Exercise data:
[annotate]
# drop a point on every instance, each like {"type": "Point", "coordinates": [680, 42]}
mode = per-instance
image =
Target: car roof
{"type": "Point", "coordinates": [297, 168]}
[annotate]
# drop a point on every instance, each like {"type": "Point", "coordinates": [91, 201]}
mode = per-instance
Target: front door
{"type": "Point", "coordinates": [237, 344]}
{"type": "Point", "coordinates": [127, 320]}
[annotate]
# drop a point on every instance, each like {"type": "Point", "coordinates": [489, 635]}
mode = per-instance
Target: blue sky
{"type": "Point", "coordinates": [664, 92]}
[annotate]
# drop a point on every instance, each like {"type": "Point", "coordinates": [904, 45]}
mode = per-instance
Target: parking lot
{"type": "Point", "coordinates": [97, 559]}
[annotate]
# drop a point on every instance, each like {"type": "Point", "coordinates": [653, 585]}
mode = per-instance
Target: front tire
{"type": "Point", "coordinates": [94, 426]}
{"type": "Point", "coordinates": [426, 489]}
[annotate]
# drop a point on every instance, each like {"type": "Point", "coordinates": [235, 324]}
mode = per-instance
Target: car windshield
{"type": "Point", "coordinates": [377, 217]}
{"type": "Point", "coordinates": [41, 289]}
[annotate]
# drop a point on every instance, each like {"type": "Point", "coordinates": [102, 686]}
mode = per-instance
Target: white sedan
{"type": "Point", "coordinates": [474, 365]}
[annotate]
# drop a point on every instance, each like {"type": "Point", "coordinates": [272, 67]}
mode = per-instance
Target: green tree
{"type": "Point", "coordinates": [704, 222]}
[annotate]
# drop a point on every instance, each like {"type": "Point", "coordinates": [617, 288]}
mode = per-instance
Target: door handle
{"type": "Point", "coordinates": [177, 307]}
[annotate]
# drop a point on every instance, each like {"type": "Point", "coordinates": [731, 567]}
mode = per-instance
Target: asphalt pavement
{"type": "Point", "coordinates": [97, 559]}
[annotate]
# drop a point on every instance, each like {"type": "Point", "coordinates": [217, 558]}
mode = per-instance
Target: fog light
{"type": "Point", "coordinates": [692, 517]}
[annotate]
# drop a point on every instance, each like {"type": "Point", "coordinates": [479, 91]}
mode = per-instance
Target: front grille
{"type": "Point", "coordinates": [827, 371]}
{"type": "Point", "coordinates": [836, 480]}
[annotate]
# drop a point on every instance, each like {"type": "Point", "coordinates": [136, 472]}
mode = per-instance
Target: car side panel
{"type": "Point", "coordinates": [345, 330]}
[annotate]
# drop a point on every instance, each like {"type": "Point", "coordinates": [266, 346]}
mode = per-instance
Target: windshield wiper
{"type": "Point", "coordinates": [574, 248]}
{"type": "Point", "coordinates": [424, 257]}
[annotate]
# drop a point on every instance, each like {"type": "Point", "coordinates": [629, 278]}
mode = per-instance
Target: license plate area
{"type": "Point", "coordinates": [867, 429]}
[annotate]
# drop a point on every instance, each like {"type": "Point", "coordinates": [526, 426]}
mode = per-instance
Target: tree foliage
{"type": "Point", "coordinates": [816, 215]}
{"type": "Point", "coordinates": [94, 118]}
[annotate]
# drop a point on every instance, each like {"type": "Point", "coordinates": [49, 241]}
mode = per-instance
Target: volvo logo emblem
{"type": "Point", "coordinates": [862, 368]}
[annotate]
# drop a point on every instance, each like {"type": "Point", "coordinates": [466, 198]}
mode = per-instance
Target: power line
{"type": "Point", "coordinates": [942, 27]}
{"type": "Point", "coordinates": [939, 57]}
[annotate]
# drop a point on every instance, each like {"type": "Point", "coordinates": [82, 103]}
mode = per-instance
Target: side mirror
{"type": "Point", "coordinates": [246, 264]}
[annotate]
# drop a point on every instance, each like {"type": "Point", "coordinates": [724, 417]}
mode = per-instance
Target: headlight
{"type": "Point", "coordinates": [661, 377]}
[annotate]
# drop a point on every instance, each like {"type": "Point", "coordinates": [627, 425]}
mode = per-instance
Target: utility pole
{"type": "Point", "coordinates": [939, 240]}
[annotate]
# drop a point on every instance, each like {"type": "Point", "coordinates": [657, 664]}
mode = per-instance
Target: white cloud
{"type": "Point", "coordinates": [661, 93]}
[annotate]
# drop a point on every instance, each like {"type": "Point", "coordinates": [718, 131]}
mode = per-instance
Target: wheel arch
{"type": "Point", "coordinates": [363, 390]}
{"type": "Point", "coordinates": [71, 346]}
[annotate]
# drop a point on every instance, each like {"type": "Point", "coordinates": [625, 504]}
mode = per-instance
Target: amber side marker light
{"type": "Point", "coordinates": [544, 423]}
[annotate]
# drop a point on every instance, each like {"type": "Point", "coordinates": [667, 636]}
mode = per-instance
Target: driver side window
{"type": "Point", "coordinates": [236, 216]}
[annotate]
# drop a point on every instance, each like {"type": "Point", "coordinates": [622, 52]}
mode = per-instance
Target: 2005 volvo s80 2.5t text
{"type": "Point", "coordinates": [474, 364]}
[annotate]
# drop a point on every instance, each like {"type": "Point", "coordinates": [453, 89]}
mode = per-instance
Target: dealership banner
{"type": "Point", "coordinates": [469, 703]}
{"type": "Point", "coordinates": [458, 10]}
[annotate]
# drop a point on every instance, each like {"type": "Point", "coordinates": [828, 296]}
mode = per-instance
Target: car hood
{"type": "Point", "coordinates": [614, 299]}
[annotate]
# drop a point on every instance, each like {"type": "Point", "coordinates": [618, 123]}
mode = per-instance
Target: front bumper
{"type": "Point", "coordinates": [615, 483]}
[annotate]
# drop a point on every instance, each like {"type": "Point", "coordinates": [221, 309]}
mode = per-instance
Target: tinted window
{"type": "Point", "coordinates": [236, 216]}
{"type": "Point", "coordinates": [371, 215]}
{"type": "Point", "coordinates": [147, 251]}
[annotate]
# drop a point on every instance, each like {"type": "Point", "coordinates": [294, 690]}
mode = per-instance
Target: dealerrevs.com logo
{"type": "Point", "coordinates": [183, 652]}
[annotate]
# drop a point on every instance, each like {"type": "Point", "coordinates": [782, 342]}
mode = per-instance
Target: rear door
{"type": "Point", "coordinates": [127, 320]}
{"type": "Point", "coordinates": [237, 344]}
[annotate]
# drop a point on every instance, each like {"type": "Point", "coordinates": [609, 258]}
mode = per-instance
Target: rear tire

Task to complete: Each record is to be reproduced exactly as it appears.

Solution below:
[annotate]
# drop a point on every instance, each like {"type": "Point", "coordinates": [680, 42]}
mode = per-instance
image =
Target: car roof
{"type": "Point", "coordinates": [297, 168]}
[annotate]
# drop a point on every instance, each like {"type": "Point", "coordinates": [91, 201]}
mode = per-instance
Target: front door
{"type": "Point", "coordinates": [237, 344]}
{"type": "Point", "coordinates": [127, 320]}
[annotate]
# drop a point on every instance, each like {"type": "Point", "coordinates": [489, 635]}
mode = per-instance
Target: blue sky
{"type": "Point", "coordinates": [664, 92]}
[annotate]
# drop a point on every instance, each like {"type": "Point", "coordinates": [904, 45]}
mode = per-instance
Target: parking lot
{"type": "Point", "coordinates": [97, 559]}
[annotate]
# drop a point on every instance, each like {"type": "Point", "coordinates": [653, 585]}
mode = per-instance
Target: front tire
{"type": "Point", "coordinates": [94, 426]}
{"type": "Point", "coordinates": [426, 489]}
[annotate]
# drop a point on every instance, each like {"type": "Point", "coordinates": [235, 324]}
mode = per-instance
Target: car windshield
{"type": "Point", "coordinates": [377, 217]}
{"type": "Point", "coordinates": [41, 289]}
[annotate]
# drop a point on every instance, each like {"type": "Point", "coordinates": [102, 686]}
mode = per-instance
Target: white sedan
{"type": "Point", "coordinates": [474, 365]}
[annotate]
# drop a point on every instance, each like {"type": "Point", "coordinates": [272, 67]}
mode = per-instance
Target: green tree
{"type": "Point", "coordinates": [704, 222]}
[annotate]
# drop a point on every instance, each like {"type": "Point", "coordinates": [617, 288]}
mode = per-instance
Target: door handle
{"type": "Point", "coordinates": [177, 307]}
[annotate]
# drop a point on every instance, each like {"type": "Point", "coordinates": [731, 567]}
mode = per-instance
Target: asphalt pavement
{"type": "Point", "coordinates": [97, 559]}
[annotate]
# drop a point on every instance, each like {"type": "Point", "coordinates": [217, 558]}
mode = per-instance
Target: fog light
{"type": "Point", "coordinates": [692, 517]}
[annotate]
# drop a point on every instance, each like {"type": "Point", "coordinates": [479, 91]}
mode = per-instance
Target: front grille
{"type": "Point", "coordinates": [827, 371]}
{"type": "Point", "coordinates": [836, 480]}
[annotate]
# drop a point on every instance, each like {"type": "Point", "coordinates": [136, 472]}
mode = per-instance
Target: car side panel
{"type": "Point", "coordinates": [345, 330]}
[annotate]
# drop a point on every instance, each like {"type": "Point", "coordinates": [266, 346]}
mode = per-instance
Target: windshield wiper
{"type": "Point", "coordinates": [574, 248]}
{"type": "Point", "coordinates": [424, 257]}
[annotate]
# drop a point on every instance, each like {"type": "Point", "coordinates": [629, 278]}
mode = per-instance
Target: license plate area
{"type": "Point", "coordinates": [867, 429]}
[annotate]
# drop a point on every instance, each like {"type": "Point", "coordinates": [526, 426]}
mode = per-instance
Target: tree foliage
{"type": "Point", "coordinates": [816, 215]}
{"type": "Point", "coordinates": [94, 118]}
[annotate]
# drop a point on every instance, each like {"type": "Point", "coordinates": [49, 241]}
mode = per-instance
Target: volvo logo emblem
{"type": "Point", "coordinates": [862, 368]}
[annotate]
# drop a point on every instance, each like {"type": "Point", "coordinates": [466, 198]}
mode = per-instance
Target: power line
{"type": "Point", "coordinates": [942, 27]}
{"type": "Point", "coordinates": [939, 57]}
[annotate]
# drop a point on every instance, each like {"type": "Point", "coordinates": [82, 103]}
mode = per-instance
Target: side mirror
{"type": "Point", "coordinates": [246, 264]}
[annotate]
# drop a point on every instance, each like {"type": "Point", "coordinates": [724, 417]}
mode = per-instance
Target: headlight
{"type": "Point", "coordinates": [661, 377]}
[annotate]
# drop a point on every instance, each like {"type": "Point", "coordinates": [627, 425]}
mode = per-instance
Target: utility pole
{"type": "Point", "coordinates": [939, 240]}
[annotate]
# drop a point on every instance, each like {"type": "Point", "coordinates": [657, 664]}
mode = per-instance
Target: white cloud
{"type": "Point", "coordinates": [661, 93]}
[annotate]
# drop a point on every instance, each like {"type": "Point", "coordinates": [718, 131]}
mode = per-instance
Target: wheel arch
{"type": "Point", "coordinates": [363, 390]}
{"type": "Point", "coordinates": [71, 346]}
[annotate]
# drop a point on every instance, each like {"type": "Point", "coordinates": [625, 504]}
mode = per-instance
Target: amber side marker light
{"type": "Point", "coordinates": [544, 423]}
[annotate]
# drop a point on every instance, each like {"type": "Point", "coordinates": [667, 636]}
mode = per-instance
Target: driver side window
{"type": "Point", "coordinates": [236, 216]}
[annotate]
# drop a point on every instance, each like {"type": "Point", "coordinates": [622, 52]}
mode = per-instance
Target: 2005 volvo s80 2.5t text
{"type": "Point", "coordinates": [474, 364]}
[annotate]
# drop a point on every instance, each like {"type": "Point", "coordinates": [453, 89]}
mode = per-instance
Target: dealership banner
{"type": "Point", "coordinates": [469, 703]}
{"type": "Point", "coordinates": [458, 10]}
[annotate]
# drop a point on every instance, each like {"type": "Point", "coordinates": [828, 296]}
mode = per-instance
Target: car hood
{"type": "Point", "coordinates": [614, 299]}
[annotate]
# drop a point on every instance, each like {"type": "Point", "coordinates": [618, 123]}
mode = per-instance
Target: front bumper
{"type": "Point", "coordinates": [615, 483]}
[annotate]
# drop a point on every instance, each like {"type": "Point", "coordinates": [221, 309]}
mode = per-instance
Target: tinted window
{"type": "Point", "coordinates": [236, 216]}
{"type": "Point", "coordinates": [371, 215]}
{"type": "Point", "coordinates": [147, 251]}
[annotate]
# drop a point on every instance, each like {"type": "Point", "coordinates": [294, 690]}
mode = per-instance
Target: dealerrevs.com logo
{"type": "Point", "coordinates": [183, 652]}
[annotate]
# drop a point on every instance, each like {"type": "Point", "coordinates": [782, 342]}
mode = per-instance
Target: rear door
{"type": "Point", "coordinates": [127, 320]}
{"type": "Point", "coordinates": [237, 344]}
[annotate]
# drop a point on every instance, each like {"type": "Point", "coordinates": [609, 258]}
mode = per-instance
Target: rear tire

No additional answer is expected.